### STATED GOAL
Extract every line in the data below that contains the word "shirt".

### INFORMATION PROVIDED
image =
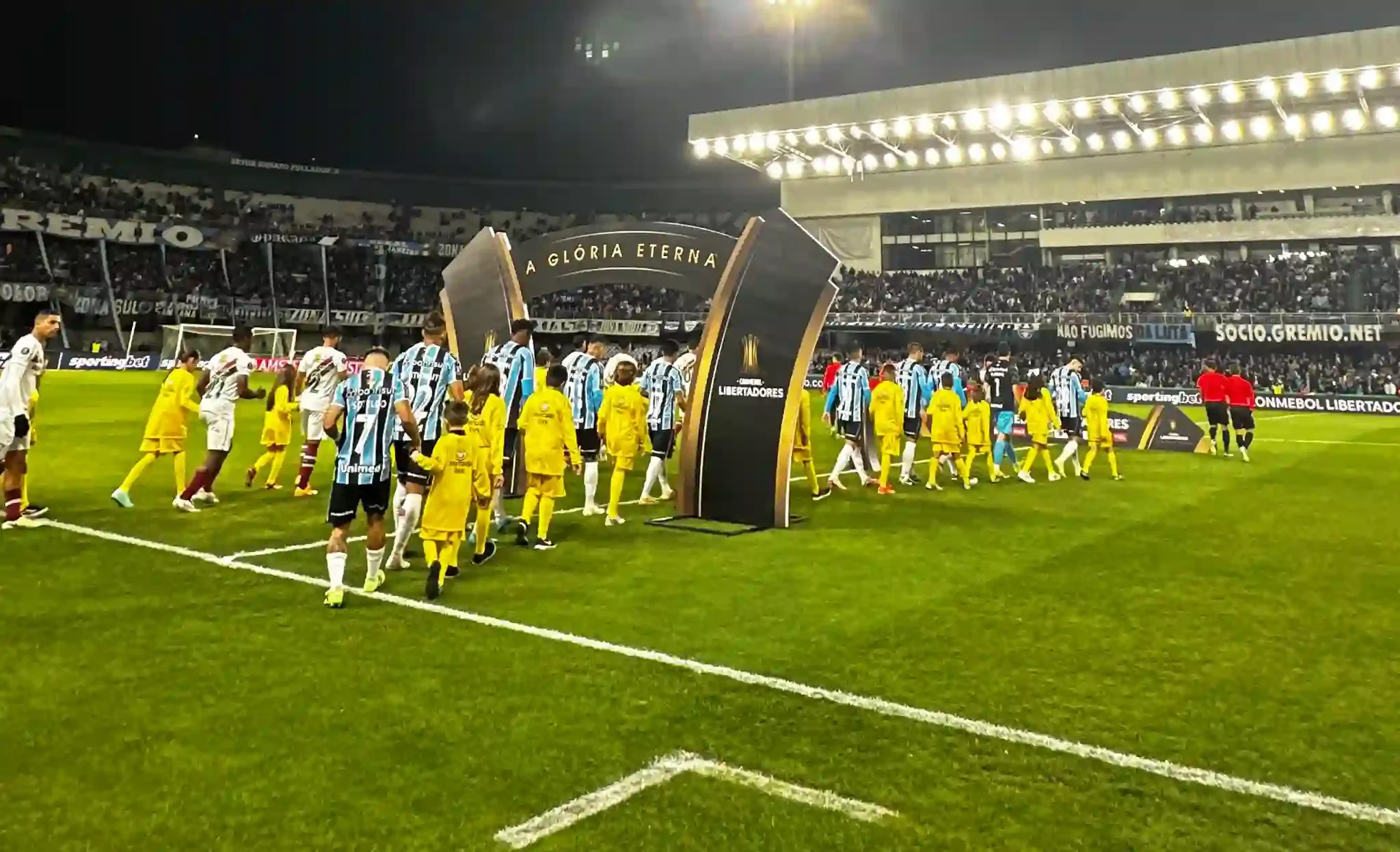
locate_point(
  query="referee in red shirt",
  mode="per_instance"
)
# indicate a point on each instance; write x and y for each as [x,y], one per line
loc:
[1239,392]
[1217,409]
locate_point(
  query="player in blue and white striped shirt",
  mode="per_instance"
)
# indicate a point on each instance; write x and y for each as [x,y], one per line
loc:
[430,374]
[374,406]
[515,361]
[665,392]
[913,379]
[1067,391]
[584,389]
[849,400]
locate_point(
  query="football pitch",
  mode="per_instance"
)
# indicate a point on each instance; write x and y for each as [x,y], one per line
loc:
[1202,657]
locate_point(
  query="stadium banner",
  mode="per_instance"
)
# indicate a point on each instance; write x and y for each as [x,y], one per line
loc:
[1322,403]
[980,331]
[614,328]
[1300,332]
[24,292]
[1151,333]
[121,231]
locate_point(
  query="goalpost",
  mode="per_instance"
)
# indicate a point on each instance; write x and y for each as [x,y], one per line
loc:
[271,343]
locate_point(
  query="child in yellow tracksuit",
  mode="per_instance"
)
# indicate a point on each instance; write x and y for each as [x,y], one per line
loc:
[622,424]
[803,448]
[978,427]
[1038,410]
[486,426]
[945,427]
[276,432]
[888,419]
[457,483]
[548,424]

### CORRECT ANSWER
  query="referee in red shirt",
  query="player in blue and white striped shirt",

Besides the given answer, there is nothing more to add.